# Requirements
Resize the rows below by writing out every line again, requests included, with each x and y coordinate in the answers multiplied by 1.9 and rounded to a whole number, halves going up. Leave the pictures out of your reply.

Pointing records
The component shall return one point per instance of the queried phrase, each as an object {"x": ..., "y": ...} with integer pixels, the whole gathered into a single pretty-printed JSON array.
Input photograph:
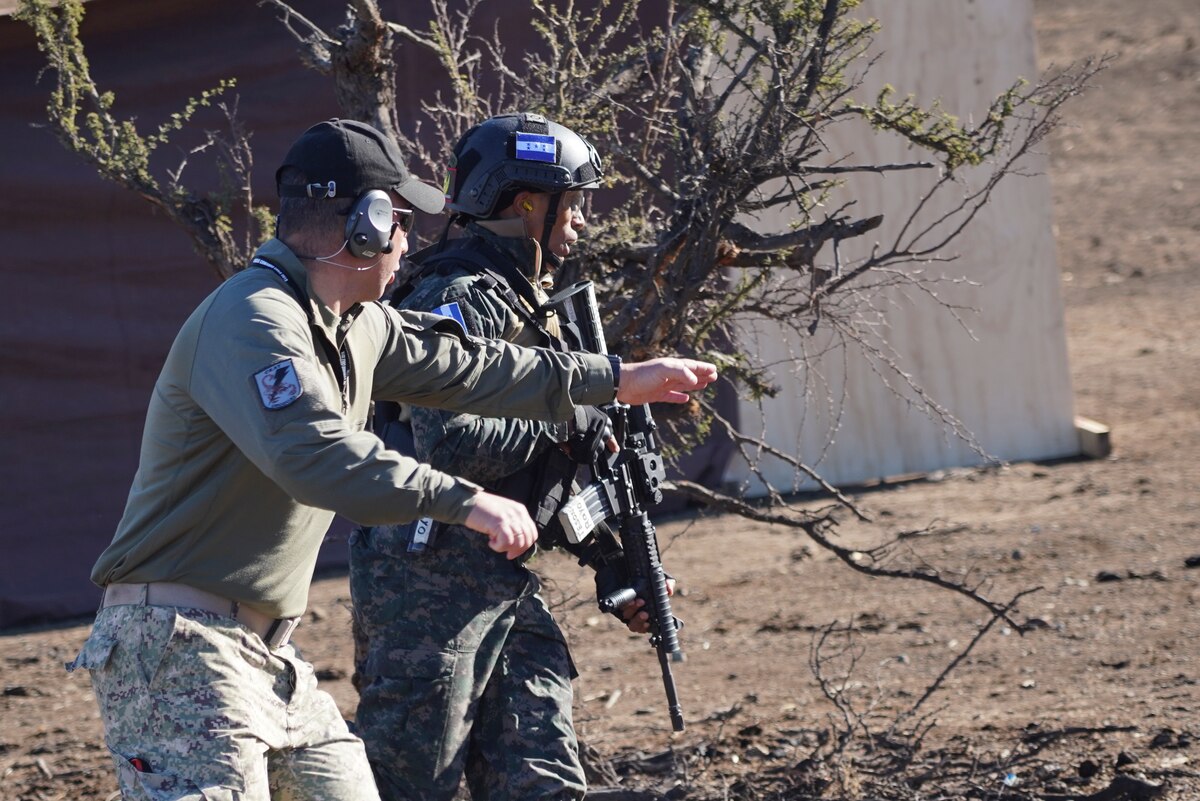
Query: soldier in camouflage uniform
[
  {"x": 461, "y": 668},
  {"x": 253, "y": 439}
]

# Answer below
The component shall return one point per instance of the queried phrase, each as an object {"x": ..., "y": ...} with integer pixels, the whole gathered into a single pretty-printed JSON array.
Input photograph:
Query: soldier in camouflage uniform
[
  {"x": 876, "y": 1269},
  {"x": 481, "y": 834}
]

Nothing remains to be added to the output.